▶ _TO DO_: Find where "Query: stone block" appears in the entries below. That line and all lines after it, through the last, are to be duplicated exactly, with nothing else.

========================================================================

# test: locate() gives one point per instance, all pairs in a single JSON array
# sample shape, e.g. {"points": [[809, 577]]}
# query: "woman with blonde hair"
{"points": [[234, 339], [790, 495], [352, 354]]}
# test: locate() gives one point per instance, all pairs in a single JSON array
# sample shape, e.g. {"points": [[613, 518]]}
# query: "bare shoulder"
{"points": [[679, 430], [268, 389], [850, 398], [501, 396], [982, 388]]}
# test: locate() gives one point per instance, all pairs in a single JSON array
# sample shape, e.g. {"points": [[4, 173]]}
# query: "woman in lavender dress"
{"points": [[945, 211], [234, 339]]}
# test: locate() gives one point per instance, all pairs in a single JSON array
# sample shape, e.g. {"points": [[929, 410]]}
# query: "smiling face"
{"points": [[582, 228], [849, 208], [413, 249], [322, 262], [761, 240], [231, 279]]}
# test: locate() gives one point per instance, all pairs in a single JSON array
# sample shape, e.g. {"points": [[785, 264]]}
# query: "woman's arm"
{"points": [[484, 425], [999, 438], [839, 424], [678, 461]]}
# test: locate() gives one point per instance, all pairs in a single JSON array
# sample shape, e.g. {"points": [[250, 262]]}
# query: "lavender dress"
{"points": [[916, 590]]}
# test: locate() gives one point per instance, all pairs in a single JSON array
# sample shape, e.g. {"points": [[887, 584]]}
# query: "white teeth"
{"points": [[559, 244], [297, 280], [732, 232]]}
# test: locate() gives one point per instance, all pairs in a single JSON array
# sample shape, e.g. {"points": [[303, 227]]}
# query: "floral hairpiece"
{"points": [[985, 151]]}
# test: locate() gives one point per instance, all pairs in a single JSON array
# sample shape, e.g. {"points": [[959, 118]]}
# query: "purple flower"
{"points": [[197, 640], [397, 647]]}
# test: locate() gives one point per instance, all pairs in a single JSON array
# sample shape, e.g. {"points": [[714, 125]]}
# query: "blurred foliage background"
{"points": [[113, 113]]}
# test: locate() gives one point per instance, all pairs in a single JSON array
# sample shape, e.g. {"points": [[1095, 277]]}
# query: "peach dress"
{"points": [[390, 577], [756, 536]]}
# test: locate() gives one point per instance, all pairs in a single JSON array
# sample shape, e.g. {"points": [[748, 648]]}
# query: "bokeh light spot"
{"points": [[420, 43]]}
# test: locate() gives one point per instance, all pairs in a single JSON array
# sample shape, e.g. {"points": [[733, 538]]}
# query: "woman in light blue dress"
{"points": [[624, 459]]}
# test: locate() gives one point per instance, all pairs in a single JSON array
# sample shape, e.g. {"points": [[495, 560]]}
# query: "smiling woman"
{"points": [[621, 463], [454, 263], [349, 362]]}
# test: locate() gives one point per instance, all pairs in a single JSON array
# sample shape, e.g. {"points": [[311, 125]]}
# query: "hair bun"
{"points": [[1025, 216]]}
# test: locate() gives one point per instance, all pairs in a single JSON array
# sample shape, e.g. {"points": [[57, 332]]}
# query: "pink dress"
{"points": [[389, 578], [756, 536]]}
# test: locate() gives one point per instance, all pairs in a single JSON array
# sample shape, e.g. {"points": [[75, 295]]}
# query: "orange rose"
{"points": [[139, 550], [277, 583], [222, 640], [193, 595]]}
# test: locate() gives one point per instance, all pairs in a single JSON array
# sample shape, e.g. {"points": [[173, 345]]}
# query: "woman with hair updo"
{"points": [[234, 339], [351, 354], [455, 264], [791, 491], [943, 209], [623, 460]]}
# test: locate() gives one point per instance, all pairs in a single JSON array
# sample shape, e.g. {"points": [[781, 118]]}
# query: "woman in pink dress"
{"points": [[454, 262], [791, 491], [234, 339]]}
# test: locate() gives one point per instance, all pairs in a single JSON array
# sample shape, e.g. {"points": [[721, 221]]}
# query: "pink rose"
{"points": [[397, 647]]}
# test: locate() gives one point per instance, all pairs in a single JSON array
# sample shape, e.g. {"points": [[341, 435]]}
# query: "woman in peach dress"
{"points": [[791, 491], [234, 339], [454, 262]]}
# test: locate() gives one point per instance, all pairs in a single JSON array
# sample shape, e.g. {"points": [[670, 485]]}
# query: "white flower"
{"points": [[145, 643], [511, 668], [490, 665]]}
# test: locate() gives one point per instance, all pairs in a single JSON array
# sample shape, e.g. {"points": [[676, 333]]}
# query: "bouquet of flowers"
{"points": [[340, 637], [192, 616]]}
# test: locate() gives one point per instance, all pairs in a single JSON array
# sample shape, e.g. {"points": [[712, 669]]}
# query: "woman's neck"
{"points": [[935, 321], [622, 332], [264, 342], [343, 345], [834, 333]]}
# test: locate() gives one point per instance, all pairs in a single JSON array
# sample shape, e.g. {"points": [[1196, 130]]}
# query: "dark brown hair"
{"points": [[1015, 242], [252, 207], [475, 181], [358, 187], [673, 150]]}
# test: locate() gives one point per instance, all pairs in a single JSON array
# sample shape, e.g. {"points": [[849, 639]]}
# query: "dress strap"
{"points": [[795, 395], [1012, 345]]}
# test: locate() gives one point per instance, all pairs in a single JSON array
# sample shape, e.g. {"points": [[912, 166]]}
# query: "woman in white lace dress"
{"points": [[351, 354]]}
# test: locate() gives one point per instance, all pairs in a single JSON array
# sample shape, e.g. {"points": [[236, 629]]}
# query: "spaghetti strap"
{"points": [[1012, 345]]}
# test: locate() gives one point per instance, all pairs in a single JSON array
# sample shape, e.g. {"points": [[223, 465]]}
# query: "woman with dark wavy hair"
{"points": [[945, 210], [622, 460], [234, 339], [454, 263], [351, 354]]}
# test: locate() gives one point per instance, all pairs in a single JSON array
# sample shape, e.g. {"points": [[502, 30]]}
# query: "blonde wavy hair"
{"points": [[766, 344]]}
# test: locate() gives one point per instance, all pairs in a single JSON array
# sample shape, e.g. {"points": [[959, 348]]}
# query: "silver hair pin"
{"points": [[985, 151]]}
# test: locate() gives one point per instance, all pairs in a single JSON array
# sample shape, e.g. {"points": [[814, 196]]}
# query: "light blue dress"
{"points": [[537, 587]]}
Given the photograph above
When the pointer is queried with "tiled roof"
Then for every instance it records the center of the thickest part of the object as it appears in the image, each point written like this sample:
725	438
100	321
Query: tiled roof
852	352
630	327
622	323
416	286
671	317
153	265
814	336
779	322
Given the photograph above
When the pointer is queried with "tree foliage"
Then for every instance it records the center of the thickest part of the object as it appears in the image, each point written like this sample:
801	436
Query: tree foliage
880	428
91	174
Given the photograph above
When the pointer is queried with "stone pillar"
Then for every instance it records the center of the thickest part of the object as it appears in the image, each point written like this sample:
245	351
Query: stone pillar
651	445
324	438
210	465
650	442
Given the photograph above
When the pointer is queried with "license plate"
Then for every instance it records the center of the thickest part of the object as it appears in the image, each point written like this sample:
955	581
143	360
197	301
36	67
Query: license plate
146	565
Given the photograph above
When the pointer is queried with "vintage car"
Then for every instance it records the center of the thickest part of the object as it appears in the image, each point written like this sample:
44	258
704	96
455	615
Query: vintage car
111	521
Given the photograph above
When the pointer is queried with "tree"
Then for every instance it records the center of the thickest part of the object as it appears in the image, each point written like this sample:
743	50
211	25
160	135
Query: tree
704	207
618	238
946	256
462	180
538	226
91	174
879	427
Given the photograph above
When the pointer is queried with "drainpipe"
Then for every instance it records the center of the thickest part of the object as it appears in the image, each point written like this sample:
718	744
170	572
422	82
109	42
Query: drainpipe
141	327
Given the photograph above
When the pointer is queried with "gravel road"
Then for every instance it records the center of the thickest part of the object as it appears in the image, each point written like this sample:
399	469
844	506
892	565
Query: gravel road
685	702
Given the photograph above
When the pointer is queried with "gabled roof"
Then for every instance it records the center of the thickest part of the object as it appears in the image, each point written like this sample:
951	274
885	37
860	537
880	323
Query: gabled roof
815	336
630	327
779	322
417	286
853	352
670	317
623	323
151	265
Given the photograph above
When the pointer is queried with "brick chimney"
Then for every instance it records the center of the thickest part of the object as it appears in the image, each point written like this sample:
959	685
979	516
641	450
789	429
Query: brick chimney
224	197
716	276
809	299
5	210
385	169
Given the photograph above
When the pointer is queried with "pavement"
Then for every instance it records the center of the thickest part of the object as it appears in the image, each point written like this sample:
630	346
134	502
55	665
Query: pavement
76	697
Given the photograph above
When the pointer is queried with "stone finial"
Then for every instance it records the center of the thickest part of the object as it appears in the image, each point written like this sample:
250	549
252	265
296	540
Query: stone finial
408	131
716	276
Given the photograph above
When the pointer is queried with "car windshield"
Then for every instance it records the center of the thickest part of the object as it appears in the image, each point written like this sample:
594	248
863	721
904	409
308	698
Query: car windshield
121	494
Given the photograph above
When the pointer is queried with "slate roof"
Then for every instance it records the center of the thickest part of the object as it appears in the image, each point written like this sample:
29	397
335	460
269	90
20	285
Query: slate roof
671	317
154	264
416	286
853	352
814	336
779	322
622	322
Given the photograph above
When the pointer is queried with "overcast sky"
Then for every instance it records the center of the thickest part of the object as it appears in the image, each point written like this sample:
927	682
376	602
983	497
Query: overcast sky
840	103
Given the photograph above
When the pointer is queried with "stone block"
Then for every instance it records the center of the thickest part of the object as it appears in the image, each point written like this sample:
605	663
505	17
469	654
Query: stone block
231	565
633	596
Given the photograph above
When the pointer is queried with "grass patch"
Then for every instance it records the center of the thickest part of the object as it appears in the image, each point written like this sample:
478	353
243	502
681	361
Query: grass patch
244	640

========================================================================

▶ _TASK ANSWER_:
Query: stone block
231	565
633	596
Given the photograph above
When the pointer is queried with "grass patch"
Then for every instance it records the center of the thickest part of the object as it appears in the image, each point written like this sample:
478	353
243	502
681	361
Query: grass patch
244	640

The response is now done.